Space.com contributing writer Stefanie Waldek is a self-taught space nerd and aviation geek who is passionate about all things spaceflight and astronomy. With a background in travel and design journalism, as well as a Bachelor of Arts degree from New York University, she specializes in the budding space tourism industry and Earth-based astrotourism. In her free time, you can find her watching rocket launches or looking up at the stars, wondering what is out there. Learn more about her work at www.stefaniewaldek.com.

  • bwana4swahili
    About the right time for hominin specification as well... Maybe it wasn't like the movie '2001: A Space Odyssey' after all!?
    Reply
  • Unclear Engineer
    And about the time that the most recent "ice age" sequence started, too.

    But correlation does not prove causation.

    One thing that seems odd is that fish in water should have more radiation shielding than species living on land.
    Reply
  • bwana4swahili
    Unclear Engineer said:
    And about the time that the most recent "ice age" sequence started, too.

    But correlation does not prove causation.

    One thing that seems odd is that fish in water should have more radiation shielding than species living on land.
    But a much better track record of their divergent species than land animals.
    Reply
  • Unclear Engineer
    bwana4swahili said:
    But a much better track record of their divergent species than land animals.
    The trouble with the statistical "correlation" is that the people who already had an event time for a supernova went looking for any biological changes documented by any study. And, all they apparently found was one study of one genus of fish in one lake in Africa.

    So, what are the odds of something happening somewhere at about the same time that they are searching for? Several things happened, including the beginning of the next glaciation type climate change, the rise of the Central American isthmus out of the ocean surface, and probably a lot of other things, too. But, they could not blame the other things on the supernova.

    It requires a world-wide indication of an accelerated mutation rate at that time to really have any statistical significance. The finding for a single genus of fishes in one lake seems merely coincidental.
    Reply
  • Torbjorn Larsson
    So, who's ready for a cosmic fishing trip?
    Apparently the paper was.

    The association is spurious. From one paper that address viral radiation and clearly ties it to the diversification of the host, they talk about double stranded DNA breaks. But the viral paper found 13 RNA and 4 DNA virus groups - where RNA viruses has no problem to mutate rapidly - and the only group that they checked for acceleration was an RNA virus. The larger problem is that it clearly states that this was for the entire last 2-3 Myrs and was likely due to local host radiation.

**Exercise tasks**
A: Rewrite the paragraph of the excerpted passage that begins "The trouble with the statistical" as one shorter sentence that keeps its main facts.
B: In the excerpted passage, how many RNA virus groups did the viral paper find?
C: List the usernames of everyone who posted a comment in the excerpted passage, each name once.

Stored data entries
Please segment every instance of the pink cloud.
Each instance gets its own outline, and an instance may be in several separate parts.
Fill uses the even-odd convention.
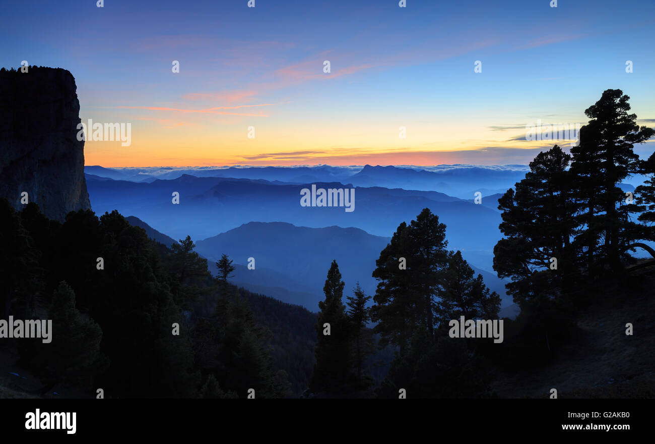
[[[253,91],[221,91],[219,92],[190,92],[182,96],[187,100],[215,100],[233,104],[252,99],[257,95]]]
[[[185,110],[182,108],[171,108],[166,106],[115,106],[115,108],[123,108],[128,110],[149,110],[150,111],[172,111],[181,113],[202,113],[207,114],[223,114],[227,115],[246,115],[249,117],[268,117],[265,114],[252,114],[248,113],[233,113],[229,111],[219,111],[219,110],[235,110],[237,108],[252,108],[257,106],[270,106],[272,104],[261,104],[260,105],[238,105],[236,106],[217,106],[204,110]]]

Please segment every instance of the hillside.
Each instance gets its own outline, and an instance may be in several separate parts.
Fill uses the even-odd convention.
[[[655,265],[629,291],[610,286],[580,313],[571,340],[543,365],[496,373],[500,397],[655,397]],[[635,280],[639,279],[634,278]],[[633,336],[626,324],[633,325]]]

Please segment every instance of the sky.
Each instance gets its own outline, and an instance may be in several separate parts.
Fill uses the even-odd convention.
[[[652,0],[254,1],[3,0],[0,66],[67,69],[83,122],[129,123],[86,142],[104,167],[527,164],[573,141],[526,125],[608,89],[655,126]]]

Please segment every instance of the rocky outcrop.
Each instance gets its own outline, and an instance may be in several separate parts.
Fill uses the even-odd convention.
[[[91,207],[78,140],[75,79],[60,68],[0,70],[0,197],[17,210],[23,192],[48,217]]]

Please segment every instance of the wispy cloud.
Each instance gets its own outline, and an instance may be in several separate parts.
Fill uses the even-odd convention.
[[[250,117],[268,117],[265,114],[252,114],[250,113],[234,113],[219,110],[236,110],[238,108],[253,108],[258,106],[271,106],[272,104],[261,104],[259,105],[238,105],[237,106],[217,106],[205,110],[185,110],[182,108],[171,108],[166,106],[114,106],[111,108],[127,110],[148,110],[150,111],[171,111],[180,113],[201,113],[206,114],[223,114],[226,115],[247,115]]]

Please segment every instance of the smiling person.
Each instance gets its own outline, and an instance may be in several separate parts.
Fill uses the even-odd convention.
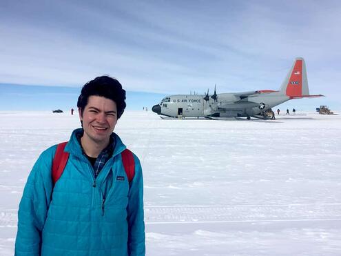
[[[84,85],[82,128],[43,152],[30,173],[16,255],[145,255],[141,164],[113,132],[125,99],[110,77]]]

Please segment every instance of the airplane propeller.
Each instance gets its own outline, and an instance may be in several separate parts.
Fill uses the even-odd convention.
[[[214,102],[218,101],[218,97],[217,97],[218,95],[217,95],[217,93],[216,92],[216,85],[214,85],[214,93],[212,96],[211,96],[211,98],[214,99]]]
[[[207,89],[207,93],[206,94],[206,95],[205,95],[204,97],[204,99],[206,101],[208,101],[209,99],[209,89]]]

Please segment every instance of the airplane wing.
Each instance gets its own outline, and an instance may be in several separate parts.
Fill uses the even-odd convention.
[[[240,99],[247,98],[249,97],[254,97],[259,95],[261,93],[269,93],[269,92],[275,92],[276,90],[252,90],[249,92],[237,92],[234,93],[234,96],[236,97],[240,97]]]
[[[219,106],[219,108],[224,109],[241,109],[241,108],[249,108],[258,107],[259,104],[251,101],[237,101],[234,103],[228,103],[225,104],[221,104]]]

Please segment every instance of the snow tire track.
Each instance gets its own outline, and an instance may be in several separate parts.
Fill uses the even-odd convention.
[[[146,206],[146,223],[341,220],[341,204]],[[0,210],[0,228],[17,226],[17,210]]]
[[[145,207],[146,223],[341,220],[341,204]]]

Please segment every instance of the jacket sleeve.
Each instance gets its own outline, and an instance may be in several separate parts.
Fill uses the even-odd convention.
[[[55,151],[55,149],[54,149]],[[40,255],[41,232],[50,205],[53,150],[44,151],[34,164],[20,201],[15,255]]]
[[[143,256],[145,255],[143,181],[140,161],[135,155],[134,158],[135,175],[128,194],[128,252],[130,256]]]

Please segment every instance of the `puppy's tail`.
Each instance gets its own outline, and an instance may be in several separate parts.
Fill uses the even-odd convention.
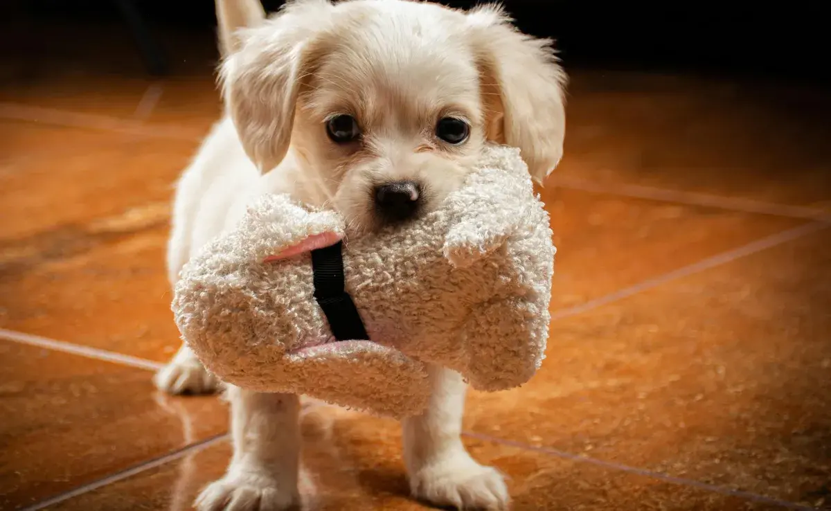
[[[265,10],[260,0],[214,0],[214,2],[219,52],[224,57],[239,49],[240,41],[235,32],[240,28],[256,27],[262,23],[265,19]]]

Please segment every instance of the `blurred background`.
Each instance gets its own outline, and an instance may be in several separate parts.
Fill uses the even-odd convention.
[[[471,393],[468,448],[514,509],[831,509],[827,2],[505,4],[571,76],[559,252],[545,365]],[[224,470],[224,405],[150,384],[214,31],[207,0],[0,2],[0,509],[184,509]],[[395,423],[304,421],[321,509],[424,509]]]

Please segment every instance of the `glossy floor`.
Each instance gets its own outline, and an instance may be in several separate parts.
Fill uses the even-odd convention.
[[[150,385],[177,347],[171,185],[219,111],[194,60],[3,69],[0,509],[188,509],[228,461],[224,404]],[[471,394],[467,445],[517,510],[829,507],[831,97],[573,75],[548,359]],[[394,422],[317,407],[304,431],[309,509],[425,509]]]

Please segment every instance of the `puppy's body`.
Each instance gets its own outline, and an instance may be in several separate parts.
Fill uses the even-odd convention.
[[[486,141],[519,147],[542,179],[562,154],[563,76],[546,42],[501,11],[404,0],[216,0],[225,116],[182,175],[168,248],[171,283],[258,194],[288,193],[349,220],[360,236],[435,208]],[[501,509],[501,475],[460,440],[465,385],[431,370],[432,398],[404,421],[413,493],[436,504]],[[156,377],[171,392],[217,382],[183,346]],[[232,387],[234,454],[201,509],[298,503],[298,399]]]

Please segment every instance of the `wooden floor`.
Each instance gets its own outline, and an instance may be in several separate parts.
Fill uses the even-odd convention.
[[[0,67],[0,509],[185,509],[228,462],[225,405],[150,384],[201,43],[160,81],[129,47]],[[571,71],[548,358],[470,395],[466,445],[518,511],[831,506],[831,96]],[[304,424],[312,509],[425,508],[396,423]]]

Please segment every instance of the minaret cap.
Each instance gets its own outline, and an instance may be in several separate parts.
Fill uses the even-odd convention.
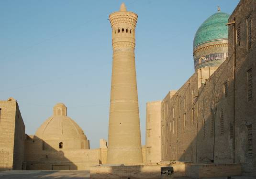
[[[126,7],[125,7],[125,5],[123,2],[121,4],[121,6],[120,6],[120,11],[126,11]]]

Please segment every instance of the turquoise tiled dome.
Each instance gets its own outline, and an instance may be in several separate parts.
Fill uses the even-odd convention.
[[[197,30],[193,48],[205,42],[215,39],[228,38],[228,22],[229,15],[218,12],[207,19]]]

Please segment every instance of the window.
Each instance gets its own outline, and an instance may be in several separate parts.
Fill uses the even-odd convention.
[[[192,104],[194,103],[194,97],[195,97],[195,92],[194,90],[192,91]]]
[[[205,137],[205,118],[204,117],[203,119],[203,137]]]
[[[240,34],[240,24],[236,26],[236,44],[240,45],[241,34]]]
[[[248,125],[247,126],[248,129],[248,136],[247,136],[247,151],[249,154],[252,154],[253,153],[253,127],[252,125]]]
[[[252,20],[251,14],[249,15],[246,20],[247,27],[247,50],[252,47]]]
[[[174,134],[174,119],[173,120],[173,123],[172,125],[172,133]]]
[[[167,116],[168,116],[168,114],[169,113],[168,111],[169,111],[169,108],[168,108],[168,103],[167,103]]]
[[[167,137],[168,137],[168,129],[169,127],[168,127],[168,122],[166,123],[166,135],[167,136]]]
[[[229,130],[230,133],[230,138],[233,138],[233,125],[231,123],[229,124]]]
[[[58,116],[60,116],[61,113],[61,111],[60,111],[60,109],[58,109]]]
[[[222,134],[224,133],[224,116],[223,114],[223,109],[221,110],[221,118],[220,120],[220,133]]]
[[[194,125],[194,108],[192,108],[192,112],[191,114],[191,125]]]
[[[187,126],[187,116],[186,115],[186,113],[184,113],[184,127],[185,127],[186,126]]]
[[[253,72],[252,69],[247,71],[247,86],[248,86],[248,101],[250,101],[253,98]]]
[[[228,82],[227,82],[223,84],[223,93],[225,97],[228,96]]]
[[[150,154],[150,153],[151,153],[151,147],[147,147],[147,154]]]
[[[147,136],[148,137],[150,137],[151,136],[151,129],[147,129]]]
[[[178,128],[180,128],[180,117],[178,117]]]
[[[63,148],[63,143],[62,142],[60,142],[59,144],[59,148]]]
[[[214,134],[214,116],[213,109],[211,111],[211,134],[213,136]]]
[[[186,109],[187,109],[187,98],[186,96],[184,97],[184,111],[186,111]]]
[[[178,110],[180,110],[180,96],[178,97]]]

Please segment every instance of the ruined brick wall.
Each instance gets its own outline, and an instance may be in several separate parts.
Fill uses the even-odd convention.
[[[25,125],[18,104],[16,104],[14,146],[13,148],[13,169],[22,169],[24,161]]]
[[[185,164],[169,163],[144,165],[105,166],[101,165],[90,168],[90,178],[100,179],[155,179],[161,178],[161,167],[172,166],[174,177],[185,176]]]
[[[161,101],[147,103],[145,162],[161,161]]]

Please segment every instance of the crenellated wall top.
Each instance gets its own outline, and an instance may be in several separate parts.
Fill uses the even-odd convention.
[[[135,28],[137,24],[138,15],[133,12],[115,12],[110,15],[109,20],[112,28],[120,24],[125,24]]]

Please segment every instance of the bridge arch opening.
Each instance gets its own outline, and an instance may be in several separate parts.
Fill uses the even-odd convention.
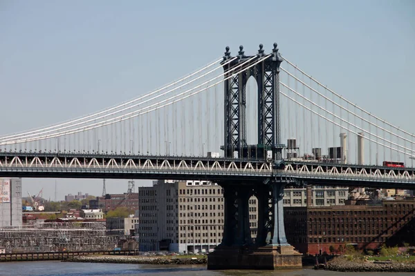
[[[248,200],[249,204],[249,226],[252,242],[258,234],[258,199],[255,195],[252,195]]]
[[[258,144],[258,83],[256,76],[251,75],[245,84],[246,144]]]

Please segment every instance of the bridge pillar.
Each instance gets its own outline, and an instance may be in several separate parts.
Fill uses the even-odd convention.
[[[221,183],[225,198],[222,243],[208,256],[208,269],[300,268],[302,255],[288,244],[284,226],[285,183]],[[258,202],[258,230],[252,244],[248,200]]]

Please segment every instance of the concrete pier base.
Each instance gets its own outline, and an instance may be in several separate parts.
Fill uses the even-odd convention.
[[[291,246],[219,246],[208,255],[208,269],[299,269],[302,254]]]

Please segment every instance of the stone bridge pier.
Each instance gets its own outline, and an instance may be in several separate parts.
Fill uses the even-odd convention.
[[[301,268],[302,255],[288,244],[284,226],[286,182],[219,182],[224,193],[222,243],[208,255],[208,269]],[[248,200],[258,202],[257,234],[251,237]]]

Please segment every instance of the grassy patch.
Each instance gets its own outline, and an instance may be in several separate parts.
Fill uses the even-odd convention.
[[[415,262],[415,256],[409,256],[409,257],[401,257],[401,256],[394,256],[394,257],[388,257],[388,256],[380,256],[380,257],[369,257],[367,258],[369,261],[387,261],[390,259],[394,262]]]

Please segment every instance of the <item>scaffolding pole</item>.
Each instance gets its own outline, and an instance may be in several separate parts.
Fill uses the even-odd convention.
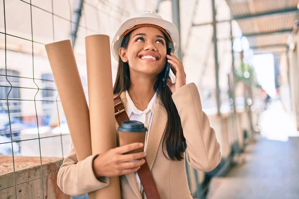
[[[75,46],[76,39],[77,39],[77,33],[78,32],[78,28],[79,23],[81,17],[82,8],[83,7],[84,0],[76,0],[75,3],[75,8],[74,8],[74,13],[72,16],[71,32],[70,36],[72,41],[73,48]]]
[[[217,21],[216,21],[216,8],[215,0],[212,0],[212,11],[213,14],[213,41],[214,42],[214,54],[215,55],[215,75],[216,76],[216,99],[217,101],[217,114],[221,115],[220,111],[220,89],[219,88],[219,65],[218,59],[218,48],[217,41]]]
[[[180,42],[180,22],[179,20],[179,0],[171,0],[171,7],[172,10],[172,22],[176,26],[178,30],[179,40]],[[181,59],[180,45],[178,45],[176,57]]]

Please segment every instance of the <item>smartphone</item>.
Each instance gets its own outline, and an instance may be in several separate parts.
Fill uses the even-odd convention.
[[[170,53],[171,52],[171,48],[168,48],[167,49],[167,54],[168,55],[170,55]],[[169,63],[167,60],[168,59],[166,58],[166,70],[165,70],[165,75],[164,75],[164,82],[163,82],[163,87],[166,87],[167,85],[167,81],[168,80],[168,78],[169,76],[169,72],[170,71],[170,63]]]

**Outputs in order**
A: The statistical "correlation" is weak because researchers who already had a supernova event time searched for any documented biological change, and they apparently found only one study of one genus of fish in one lake in Africa.

B: 13 RNA virus groups.

C:
bwana4swahili
Unclear Engineer
Torbjorn Larsson